■ THE REQUEST: Return every one of the records below word for word, omitting the pictures.

** Begin WORKING DATA **

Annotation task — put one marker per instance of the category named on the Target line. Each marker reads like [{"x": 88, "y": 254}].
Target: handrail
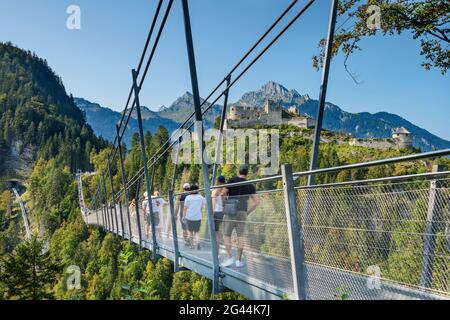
[{"x": 418, "y": 156}]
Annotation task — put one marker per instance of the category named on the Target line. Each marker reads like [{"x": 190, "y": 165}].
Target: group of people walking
[{"x": 232, "y": 202}]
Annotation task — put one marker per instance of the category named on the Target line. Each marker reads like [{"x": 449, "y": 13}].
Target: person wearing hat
[
  {"x": 157, "y": 205},
  {"x": 245, "y": 201},
  {"x": 217, "y": 202},
  {"x": 179, "y": 208},
  {"x": 146, "y": 208},
  {"x": 192, "y": 214}
]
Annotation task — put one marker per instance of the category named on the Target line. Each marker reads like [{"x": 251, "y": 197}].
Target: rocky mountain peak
[{"x": 274, "y": 88}]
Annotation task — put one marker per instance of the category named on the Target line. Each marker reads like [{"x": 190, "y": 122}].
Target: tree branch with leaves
[{"x": 428, "y": 22}]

** End WORKING DATA **

■ TASK OUTPUT:
Annotation task — put one marker per instance of the category named on the Target line. Each marker reads like [{"x": 88, "y": 254}].
Target: handrail
[{"x": 418, "y": 156}]
Annotation task — put one marker per instance of the category named on the Target line. Each marker reads like [{"x": 190, "y": 165}].
Target: group of people walking
[{"x": 232, "y": 202}]
Annotation task — put one marker per instance of the category named on the Target line. Each marker reads like [{"x": 449, "y": 13}].
Target: person wearing hat
[
  {"x": 157, "y": 205},
  {"x": 245, "y": 201},
  {"x": 217, "y": 202},
  {"x": 179, "y": 208},
  {"x": 146, "y": 208},
  {"x": 192, "y": 214}
]
Annotation task — put one marker per instance of the category named on the Target line. Each marker reads like [{"x": 251, "y": 197}].
Target: rocky mountain peak
[{"x": 274, "y": 88}]
Annotation task — put one marker per instance of the category named on the Target line. Each marker reads like [{"x": 190, "y": 122}].
Target: tree branch with leaves
[{"x": 428, "y": 22}]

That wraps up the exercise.